> **Latihan a**
Tolong pilih setiap baris dalam entri di bawah yang memuat kata "water", lalu salin baris-baris itu.

***** Potongan Dokumen

Opini Pembaca

Kriminalisasi Merambah Ke Pengacara Publik: Konsekuensi Hukum Pemodal

maruli

Oleh Rabik – Anggota KPO-PRP

Dalam sejarahnya, setiap bentuk perjuangan untuk kesejahteraan selalu mendapat hambatan tertentu dari pihak yang tidak menginginkan kesejahteraan itu dimiliki oleh semua orang. Namun ironinya, hambatan itu justru datang dari negara sendiri lewat perangkat hukumnya. Sudah menjadi pengetahuan umum ketika ‘orang besar’ melanggar hukum, maka hukum dan aparatnya akan tumpul. Akan tetapi ketika ‘orang kecil’ yang melanggarnya, hukum akan secepat dan setajam mungkin bertindak. Bahkan sampai seorang nenek yang mengambil 3 buah biji kakao pun dapat dipenjarakan.

Hal seperti diatas itulah yang sempat dialami beberapa aktivis buruh beberapa waktu yang lalu ketika sedang berjuang untuk kesejahteraan. Atas dasar hukum, para aktivis dipanggil oleh kepolisian sampai dijadikan tersangka. Sebut saja misalnya, Sultoni, salah seorang aktivis buruh yang dijadikan tersangka pada bulan Januari lalu atas pasal ’perbuatan tidak menyenangkan’ oleh seorang pengusaha. Tidak menyenangkan yang dimaksud sendiri adalah kepungan aksi ribuan buruh (menuntut kesejahteraan) didalam dan depan perusahaan yang membuat pengusaha tidak dapat keluar.

Begitu juga yang terjadi dengan dua orang aktivis buruh di Jogjakarta beberapa bulan yang lalu. Akbar dan Mahendra dipanggil pihak kepolisian atas pasal pencemaran nama baik karena menyebut nama sebuah perusahaan (PT. SCE) sebagai pelaku pemberangusan serikat buruh di media sosial. Padahal, dalam sebuah perjuangan untuk menggalang dukungan, tidaklah mungkin serikat pekerja yang mengadvokasi para buruh tidak menyebutkan bahwa perusahaan tersebut telah menciderai hak-hak buruh. Apalagi jika memang demikian lah adanya. Sama hal nya ketika aktivis buruh di Bogor, Palembang, Indramayu, dsb, yang bahkan sampai diadili dan dipenjara ketika melakukan aksi menuntut kesejahteraan.

**********
***** Data yang Diberikan

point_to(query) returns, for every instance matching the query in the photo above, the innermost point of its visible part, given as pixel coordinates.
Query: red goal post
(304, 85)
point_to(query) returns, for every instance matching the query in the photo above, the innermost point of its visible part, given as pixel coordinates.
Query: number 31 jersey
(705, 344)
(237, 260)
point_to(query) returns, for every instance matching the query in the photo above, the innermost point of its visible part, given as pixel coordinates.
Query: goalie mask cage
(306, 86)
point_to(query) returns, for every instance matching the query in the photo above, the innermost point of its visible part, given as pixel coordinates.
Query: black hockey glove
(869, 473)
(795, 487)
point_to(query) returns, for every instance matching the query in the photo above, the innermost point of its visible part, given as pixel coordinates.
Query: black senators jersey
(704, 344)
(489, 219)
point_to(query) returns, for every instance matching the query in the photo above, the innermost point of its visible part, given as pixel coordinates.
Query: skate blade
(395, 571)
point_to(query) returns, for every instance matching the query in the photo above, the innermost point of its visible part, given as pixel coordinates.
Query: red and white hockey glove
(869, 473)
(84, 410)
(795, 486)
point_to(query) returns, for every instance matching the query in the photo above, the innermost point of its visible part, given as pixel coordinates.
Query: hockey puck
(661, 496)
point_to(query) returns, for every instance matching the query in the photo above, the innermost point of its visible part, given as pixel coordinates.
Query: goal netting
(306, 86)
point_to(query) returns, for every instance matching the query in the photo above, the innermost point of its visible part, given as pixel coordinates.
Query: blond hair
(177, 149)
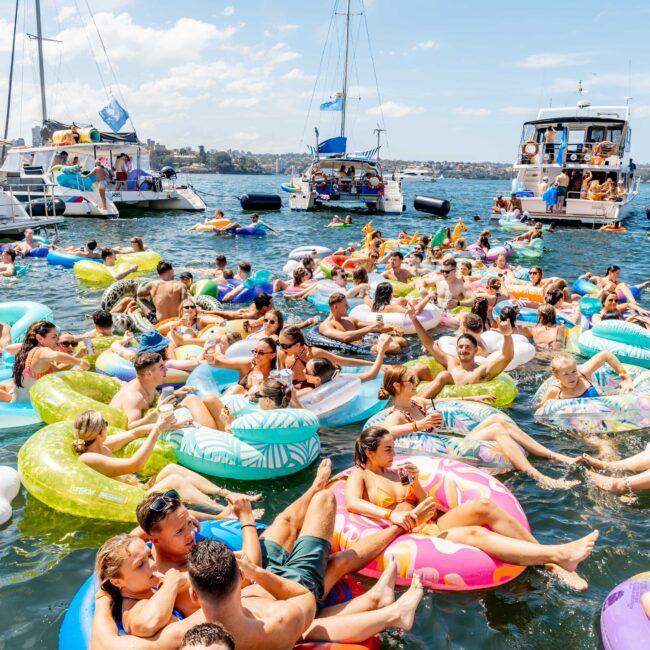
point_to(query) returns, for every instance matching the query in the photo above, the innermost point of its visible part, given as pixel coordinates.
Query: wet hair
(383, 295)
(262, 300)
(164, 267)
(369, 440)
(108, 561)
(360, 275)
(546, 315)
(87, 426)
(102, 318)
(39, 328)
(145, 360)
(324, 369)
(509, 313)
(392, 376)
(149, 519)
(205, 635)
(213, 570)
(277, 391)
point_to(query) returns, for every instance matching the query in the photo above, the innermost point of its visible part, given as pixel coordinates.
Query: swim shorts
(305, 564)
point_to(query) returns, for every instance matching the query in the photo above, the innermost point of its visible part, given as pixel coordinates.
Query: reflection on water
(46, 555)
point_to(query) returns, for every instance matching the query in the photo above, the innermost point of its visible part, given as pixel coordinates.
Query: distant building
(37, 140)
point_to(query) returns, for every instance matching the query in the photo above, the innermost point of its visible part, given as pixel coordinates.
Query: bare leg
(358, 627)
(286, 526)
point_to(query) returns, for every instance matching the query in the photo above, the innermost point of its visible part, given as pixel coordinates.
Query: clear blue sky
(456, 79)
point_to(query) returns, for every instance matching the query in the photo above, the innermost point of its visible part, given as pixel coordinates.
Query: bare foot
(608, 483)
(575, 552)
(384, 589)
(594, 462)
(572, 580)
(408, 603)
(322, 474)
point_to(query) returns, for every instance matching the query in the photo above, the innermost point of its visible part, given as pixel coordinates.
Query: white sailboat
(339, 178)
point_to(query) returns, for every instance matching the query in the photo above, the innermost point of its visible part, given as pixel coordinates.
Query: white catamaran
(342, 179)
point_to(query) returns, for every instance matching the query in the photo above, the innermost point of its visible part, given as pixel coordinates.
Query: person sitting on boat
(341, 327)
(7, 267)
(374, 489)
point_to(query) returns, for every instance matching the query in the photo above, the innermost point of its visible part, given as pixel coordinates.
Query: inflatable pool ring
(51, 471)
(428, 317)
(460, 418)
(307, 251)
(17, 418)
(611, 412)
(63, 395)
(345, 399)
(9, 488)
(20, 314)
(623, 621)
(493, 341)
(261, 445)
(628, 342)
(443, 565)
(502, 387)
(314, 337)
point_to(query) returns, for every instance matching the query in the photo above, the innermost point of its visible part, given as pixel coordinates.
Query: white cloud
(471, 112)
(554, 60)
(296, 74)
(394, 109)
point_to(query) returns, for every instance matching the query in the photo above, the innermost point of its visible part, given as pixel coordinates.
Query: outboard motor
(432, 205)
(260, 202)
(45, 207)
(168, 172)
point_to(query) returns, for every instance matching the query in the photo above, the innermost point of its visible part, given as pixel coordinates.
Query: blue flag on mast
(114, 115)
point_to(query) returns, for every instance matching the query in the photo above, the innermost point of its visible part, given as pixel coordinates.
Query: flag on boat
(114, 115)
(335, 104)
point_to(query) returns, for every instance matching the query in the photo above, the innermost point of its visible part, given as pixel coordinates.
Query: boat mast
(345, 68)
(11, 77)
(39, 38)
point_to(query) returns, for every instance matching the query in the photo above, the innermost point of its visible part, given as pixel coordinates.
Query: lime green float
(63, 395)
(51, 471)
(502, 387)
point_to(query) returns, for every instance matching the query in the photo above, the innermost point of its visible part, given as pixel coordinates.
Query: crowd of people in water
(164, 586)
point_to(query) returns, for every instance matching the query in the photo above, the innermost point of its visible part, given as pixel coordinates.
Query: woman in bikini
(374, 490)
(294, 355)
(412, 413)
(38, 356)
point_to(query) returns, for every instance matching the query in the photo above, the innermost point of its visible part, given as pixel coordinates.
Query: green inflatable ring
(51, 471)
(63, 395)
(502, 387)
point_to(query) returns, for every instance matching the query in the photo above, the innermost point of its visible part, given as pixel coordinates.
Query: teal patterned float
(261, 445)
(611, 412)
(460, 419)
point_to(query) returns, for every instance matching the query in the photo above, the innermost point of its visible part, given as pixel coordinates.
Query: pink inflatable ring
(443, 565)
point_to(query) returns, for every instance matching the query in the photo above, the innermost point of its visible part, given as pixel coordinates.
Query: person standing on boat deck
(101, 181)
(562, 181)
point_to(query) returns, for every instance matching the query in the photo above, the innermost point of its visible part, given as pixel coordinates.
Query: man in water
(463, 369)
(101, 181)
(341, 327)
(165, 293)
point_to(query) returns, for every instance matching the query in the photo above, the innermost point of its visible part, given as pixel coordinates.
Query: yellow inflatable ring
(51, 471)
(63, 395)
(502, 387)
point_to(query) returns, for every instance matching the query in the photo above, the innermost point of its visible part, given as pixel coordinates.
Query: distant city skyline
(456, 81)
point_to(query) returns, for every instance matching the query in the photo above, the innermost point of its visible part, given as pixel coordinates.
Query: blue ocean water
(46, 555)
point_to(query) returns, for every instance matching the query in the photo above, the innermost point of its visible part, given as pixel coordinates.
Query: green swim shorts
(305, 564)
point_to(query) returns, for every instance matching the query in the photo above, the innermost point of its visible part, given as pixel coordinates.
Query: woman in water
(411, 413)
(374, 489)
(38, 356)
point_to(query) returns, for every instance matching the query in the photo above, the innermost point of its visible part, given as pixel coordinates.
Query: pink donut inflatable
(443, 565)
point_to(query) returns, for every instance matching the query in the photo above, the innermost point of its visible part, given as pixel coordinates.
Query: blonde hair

**********

> **Latihan b**
Jawab pertanyaan berikut berdasarkan artikel opini di atas.
(i) Atas pasal apa Sultoni dijadikan tersangka?
(ii) Atas pasal apa Akbar dan Mahendra dipanggil pihak kepolisian?
(iii) Apa yang diambil seorang nenek sehingga dapat dipenjarakan?

> **Jawaban Tugas a**
Query: reflection on water
Query: crowd of people in water
Query: man in water
Query: blue ocean water
Query: woman in water

> **Jawaban Tugas b**
(i) Pasal 'perbuatan tidak menyenangkan'.
(ii) Pasal pencemaran nama baik.
(iii) 3 buah biji kakao.